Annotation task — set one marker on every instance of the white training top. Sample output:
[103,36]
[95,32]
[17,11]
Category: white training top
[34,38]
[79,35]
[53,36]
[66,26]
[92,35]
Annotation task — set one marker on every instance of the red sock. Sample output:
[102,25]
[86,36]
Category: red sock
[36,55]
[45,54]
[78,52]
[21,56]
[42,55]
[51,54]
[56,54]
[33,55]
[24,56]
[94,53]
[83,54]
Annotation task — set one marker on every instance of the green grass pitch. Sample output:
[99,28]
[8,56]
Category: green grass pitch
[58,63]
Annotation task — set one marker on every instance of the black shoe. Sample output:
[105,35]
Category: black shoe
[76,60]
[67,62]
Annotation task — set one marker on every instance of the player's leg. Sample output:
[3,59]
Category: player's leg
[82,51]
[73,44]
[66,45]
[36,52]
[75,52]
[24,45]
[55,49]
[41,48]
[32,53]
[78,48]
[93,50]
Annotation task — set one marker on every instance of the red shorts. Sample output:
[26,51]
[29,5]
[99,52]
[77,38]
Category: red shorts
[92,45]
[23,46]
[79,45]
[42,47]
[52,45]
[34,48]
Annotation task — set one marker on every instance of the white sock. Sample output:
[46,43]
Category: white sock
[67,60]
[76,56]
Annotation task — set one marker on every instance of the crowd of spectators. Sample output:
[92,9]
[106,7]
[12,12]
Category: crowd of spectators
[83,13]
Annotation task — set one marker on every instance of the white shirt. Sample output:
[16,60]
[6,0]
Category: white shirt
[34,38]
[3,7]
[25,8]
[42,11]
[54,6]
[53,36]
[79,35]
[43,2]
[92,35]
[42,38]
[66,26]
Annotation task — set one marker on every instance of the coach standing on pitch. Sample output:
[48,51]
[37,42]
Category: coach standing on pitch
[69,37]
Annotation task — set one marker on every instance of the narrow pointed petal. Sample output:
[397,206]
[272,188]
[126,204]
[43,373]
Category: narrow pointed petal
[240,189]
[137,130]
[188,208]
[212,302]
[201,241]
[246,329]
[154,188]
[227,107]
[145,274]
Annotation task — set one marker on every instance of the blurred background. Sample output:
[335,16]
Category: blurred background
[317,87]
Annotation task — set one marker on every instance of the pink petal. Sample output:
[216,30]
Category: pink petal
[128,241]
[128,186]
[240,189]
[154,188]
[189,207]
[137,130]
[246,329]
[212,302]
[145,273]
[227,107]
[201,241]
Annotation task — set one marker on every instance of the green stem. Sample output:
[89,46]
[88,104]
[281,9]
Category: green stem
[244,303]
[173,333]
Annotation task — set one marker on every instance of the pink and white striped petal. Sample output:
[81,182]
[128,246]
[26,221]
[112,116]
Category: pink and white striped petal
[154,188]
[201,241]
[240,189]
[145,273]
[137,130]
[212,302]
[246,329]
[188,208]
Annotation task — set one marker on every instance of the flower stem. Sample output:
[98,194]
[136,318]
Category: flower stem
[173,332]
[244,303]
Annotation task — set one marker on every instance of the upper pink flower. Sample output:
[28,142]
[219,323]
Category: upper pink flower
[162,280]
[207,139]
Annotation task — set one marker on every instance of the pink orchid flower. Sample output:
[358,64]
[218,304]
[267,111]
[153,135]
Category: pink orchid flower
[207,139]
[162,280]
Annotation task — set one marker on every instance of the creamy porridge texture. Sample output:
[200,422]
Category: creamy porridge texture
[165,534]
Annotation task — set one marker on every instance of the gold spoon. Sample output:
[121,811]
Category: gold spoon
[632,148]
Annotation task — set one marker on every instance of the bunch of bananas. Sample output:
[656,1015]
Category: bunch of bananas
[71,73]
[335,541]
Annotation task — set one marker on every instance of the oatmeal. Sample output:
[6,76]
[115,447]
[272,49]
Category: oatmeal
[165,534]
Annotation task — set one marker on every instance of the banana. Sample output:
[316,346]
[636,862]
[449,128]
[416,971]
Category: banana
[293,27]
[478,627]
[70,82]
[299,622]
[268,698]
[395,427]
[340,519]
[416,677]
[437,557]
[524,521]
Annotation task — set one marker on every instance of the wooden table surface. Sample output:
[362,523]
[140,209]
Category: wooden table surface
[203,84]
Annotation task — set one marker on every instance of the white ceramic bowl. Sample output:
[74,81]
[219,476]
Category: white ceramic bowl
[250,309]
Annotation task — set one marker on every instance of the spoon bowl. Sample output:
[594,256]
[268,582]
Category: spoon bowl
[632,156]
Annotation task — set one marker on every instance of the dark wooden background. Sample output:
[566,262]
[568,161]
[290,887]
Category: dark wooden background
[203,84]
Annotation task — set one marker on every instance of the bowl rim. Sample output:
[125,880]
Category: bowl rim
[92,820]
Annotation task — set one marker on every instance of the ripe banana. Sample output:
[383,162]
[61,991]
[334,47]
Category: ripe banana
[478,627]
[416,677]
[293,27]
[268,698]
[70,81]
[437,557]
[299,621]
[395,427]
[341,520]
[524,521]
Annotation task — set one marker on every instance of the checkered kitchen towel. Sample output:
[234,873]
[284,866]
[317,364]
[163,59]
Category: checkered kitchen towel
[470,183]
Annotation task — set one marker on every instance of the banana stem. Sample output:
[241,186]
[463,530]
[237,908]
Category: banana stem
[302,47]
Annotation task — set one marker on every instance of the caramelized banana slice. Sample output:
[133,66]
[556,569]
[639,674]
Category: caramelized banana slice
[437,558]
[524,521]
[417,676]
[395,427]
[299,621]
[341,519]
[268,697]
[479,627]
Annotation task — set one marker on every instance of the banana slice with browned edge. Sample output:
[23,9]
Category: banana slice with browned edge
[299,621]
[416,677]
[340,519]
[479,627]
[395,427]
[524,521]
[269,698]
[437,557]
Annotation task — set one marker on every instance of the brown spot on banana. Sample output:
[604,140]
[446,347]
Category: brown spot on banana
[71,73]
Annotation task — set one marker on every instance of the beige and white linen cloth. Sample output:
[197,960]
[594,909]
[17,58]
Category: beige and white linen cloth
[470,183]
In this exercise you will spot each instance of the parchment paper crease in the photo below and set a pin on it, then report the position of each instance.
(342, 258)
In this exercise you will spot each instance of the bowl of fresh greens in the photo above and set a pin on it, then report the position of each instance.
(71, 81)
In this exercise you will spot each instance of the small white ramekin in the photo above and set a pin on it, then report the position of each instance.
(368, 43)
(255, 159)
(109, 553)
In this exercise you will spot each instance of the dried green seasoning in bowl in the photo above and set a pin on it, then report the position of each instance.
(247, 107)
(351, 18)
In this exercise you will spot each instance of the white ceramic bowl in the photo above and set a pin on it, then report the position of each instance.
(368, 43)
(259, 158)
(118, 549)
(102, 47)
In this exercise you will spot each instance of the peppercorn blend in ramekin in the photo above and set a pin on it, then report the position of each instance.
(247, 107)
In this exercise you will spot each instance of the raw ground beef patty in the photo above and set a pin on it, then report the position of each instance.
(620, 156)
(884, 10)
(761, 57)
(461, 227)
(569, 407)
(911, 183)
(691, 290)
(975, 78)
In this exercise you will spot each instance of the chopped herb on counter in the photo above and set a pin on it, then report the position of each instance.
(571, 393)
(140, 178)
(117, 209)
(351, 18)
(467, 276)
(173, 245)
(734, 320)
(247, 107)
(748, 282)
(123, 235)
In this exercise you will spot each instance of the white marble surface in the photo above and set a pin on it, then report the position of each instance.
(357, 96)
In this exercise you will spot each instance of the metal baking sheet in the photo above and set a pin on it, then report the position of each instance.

⁂

TASK TO CARRY OUT =
Copy out the whole listing, word for word.

RESPONSE TO THE TASK =
Annotation task — set one marker on every instance of the white training top. Sample output:
[103,36]
[95,32]
[17,11]
Category: white training top
[34,38]
[79,35]
[53,36]
[66,26]
[92,35]
Annotation task — set one marker on every instance of the red sock. Sample output:
[102,25]
[86,36]
Category: red sock
[36,55]
[45,54]
[78,52]
[21,56]
[42,55]
[51,54]
[56,54]
[33,55]
[24,56]
[94,53]
[83,54]
Annotation task — set one marker on every instance of the green grass pitch. Sample output:
[99,28]
[8,56]
Category: green grass pitch
[58,63]
Annotation task — set one marker on every instance of the black shoe. Sample output:
[105,35]
Category: black shoe
[76,60]
[67,62]
Annotation task — set one marker on every instance of the player's leg. Sample output:
[3,59]
Category: player's leg
[82,51]
[73,44]
[66,45]
[36,52]
[75,52]
[24,45]
[55,49]
[41,48]
[32,53]
[78,48]
[93,50]
Annotation task — set one marker on every instance of the red shorts. Sample output:
[26,51]
[29,5]
[99,52]
[77,38]
Category: red shorts
[92,45]
[23,46]
[79,45]
[42,47]
[52,45]
[34,48]
Annotation task — set one marker on every instance of the white sock. Sample output:
[46,43]
Category: white sock
[67,60]
[76,56]
Annotation task — set one marker on every instance of the crowd of spectators. Sample output:
[92,9]
[106,7]
[12,12]
Category: crowd of spectators
[83,13]
Annotation task — set one marker on every instance of the white shirt. Sample output:
[16,60]
[6,0]
Category: white shirt
[34,38]
[3,7]
[25,8]
[42,11]
[54,6]
[53,36]
[79,35]
[43,2]
[92,35]
[42,38]
[66,26]
Annotation task — set one marker on every instance of the coach standing on pitch. Sample output:
[48,51]
[37,42]
Category: coach standing on pitch
[69,37]
Annotation task — set one marker on every instance of the narrow pointed petal. Sample output:
[397,206]
[272,188]
[126,204]
[43,373]
Category: narrow pointed petal
[240,189]
[137,130]
[188,208]
[212,302]
[201,241]
[246,329]
[154,188]
[227,107]
[145,274]
Annotation task — set one marker on every instance of the blurred background. Sample output:
[335,16]
Category: blurred background
[317,87]
Annotation task — set one marker on every instance of the pink petal. Sample output:
[216,30]
Category: pink petal
[128,241]
[128,186]
[240,189]
[154,188]
[189,207]
[137,130]
[246,329]
[212,302]
[145,273]
[227,107]
[201,241]
Annotation task — set one marker on every instance of the green stem. Sample output:
[89,46]
[88,104]
[281,9]
Category: green stem
[244,303]
[173,333]
Annotation task — set one marker on every instance of the pink and white striped petal. Sample output:
[81,182]
[128,246]
[26,221]
[112,116]
Category: pink and white striped petal
[154,188]
[201,241]
[240,189]
[145,273]
[137,130]
[212,302]
[246,329]
[188,208]
Annotation task — set one marker on every instance of the flower stem. Sample output:
[98,194]
[136,318]
Category: flower stem
[173,332]
[244,303]
Annotation task — set one marker on every instance of the upper pink flower. Sample output:
[28,142]
[219,323]
Category: upper pink flower
[162,280]
[207,139]
Annotation task — set one marker on every instance of the pink orchid flower. Sample output:
[358,64]
[218,304]
[267,111]
[153,135]
Category: pink orchid flower
[207,139]
[162,280]
Annotation task — set one marker on every instance of the creamy porridge texture. Sample output:
[200,422]
Category: creamy porridge texture
[165,534]
Annotation task — set one marker on every instance of the gold spoon. Sample output:
[121,811]
Category: gold spoon
[632,148]
Annotation task — set one marker on every instance of the bunch of bananas. Sample output:
[656,1015]
Category: bunch of bananas
[71,73]
[335,541]
Annotation task — set one marker on every instance of the oatmeal. Sample output:
[6,76]
[115,447]
[272,49]
Category: oatmeal
[165,534]
Annotation task — set one marker on every instance of the banana. Sample output:
[316,346]
[636,862]
[449,128]
[416,971]
Category: banana
[293,27]
[478,627]
[70,82]
[299,622]
[268,698]
[395,427]
[340,519]
[416,677]
[437,557]
[524,521]
Annotation task — set one marker on every instance of the wooden table surface. Sample output:
[362,523]
[140,209]
Category: wooden table surface
[203,84]
Annotation task — set one marker on every instance of the white ceramic bowl. Sample output:
[74,81]
[219,476]
Category: white ceramic bowl
[250,309]
Annotation task — set one marker on every instance of the spoon bowl. Sample output:
[594,256]
[268,582]
Category: spoon bowl
[632,156]
Annotation task — set one marker on every instance of the dark wooden background. Sample output:
[566,262]
[568,161]
[290,887]
Category: dark wooden background
[203,84]
Annotation task — set one marker on every instance of the bowl rim. Sample output:
[125,880]
Category: bowl rim
[92,820]
Annotation task — set one marker on every instance of the ripe banana. Sample output:
[383,162]
[61,991]
[334,47]
Category: ripe banana
[478,627]
[416,677]
[293,27]
[268,698]
[70,81]
[437,557]
[299,621]
[395,427]
[341,520]
[524,521]
Annotation task — set one marker on every instance of the checkered kitchen towel. Sample output:
[234,873]
[284,866]
[317,364]
[163,59]
Category: checkered kitchen towel
[470,183]
Annotation task — set one marker on every instance of the banana stem. Sample output:
[241,186]
[463,530]
[237,908]
Category: banana stem
[302,47]
Annotation task — set one marker on every instance of the caramelized banana slice. Sample output:
[133,66]
[556,569]
[639,674]
Category: caramelized banana slice
[437,558]
[524,521]
[417,676]
[395,427]
[299,621]
[341,519]
[268,697]
[479,627]
Annotation task — set one marker on every instance of the banana slice with browned edge. Sample output:
[23,9]
Category: banana slice with browned edge
[299,621]
[416,677]
[340,519]
[479,627]
[395,427]
[524,521]
[269,698]
[437,557]
Annotation task — set one marker on every instance of the brown spot on banana. Sample output:
[604,140]
[446,347]
Category: brown spot on banana
[71,73]
Annotation task — set one marker on every instance of the beige and white linen cloth. Sample output:
[197,960]
[594,909]
[17,58]
Category: beige and white linen cloth
[470,183]
In this exercise you will spot each instance of the parchment paper crease in the photo below and set a pin on it, then report the position of each instance.
(342, 258)
In this exercise you will spot each instance of the bowl of fresh greens in the photo above and set a pin on it, then report the position of each instance.
(71, 81)
In this exercise you will spot each instance of the small white ramekin in the photo above and set a pin on it, then report the position of each instance.
(368, 43)
(255, 159)
(109, 553)
In this exercise you will spot each instance of the dried green seasoning in bowl in the photo above and set a pin on it, then report the position of each instance.
(247, 107)
(351, 18)
In this exercise you will spot each instance of the white ceramic bowl in the photo above and set a pin on it, then report the position of each instance.
(368, 43)
(259, 158)
(118, 549)
(102, 47)
In this exercise you will spot each instance of the peppercorn blend in ramekin in the photo above and set a pin on it, then report the position of each instance.
(247, 107)
In this exercise you will spot each instance of the raw ground beef patty in the photo above and set a pin on it, then report the position of each instance.
(620, 156)
(884, 10)
(761, 57)
(461, 227)
(569, 407)
(911, 183)
(691, 290)
(975, 78)
In this exercise you will spot each instance of the chopped herb on counter in the photo above and set a pin on it, then report the position of each instance.
(571, 393)
(140, 178)
(117, 209)
(351, 18)
(467, 276)
(173, 245)
(734, 320)
(247, 107)
(748, 282)
(123, 235)
In this exercise you will spot each instance of the white marble surface in the photo above and set a pin on it, then report the position of each instance.
(357, 96)
In this exercise you will spot each instance of the metal baking sheet in the photo above and set a pin on it, then report the position of each instance.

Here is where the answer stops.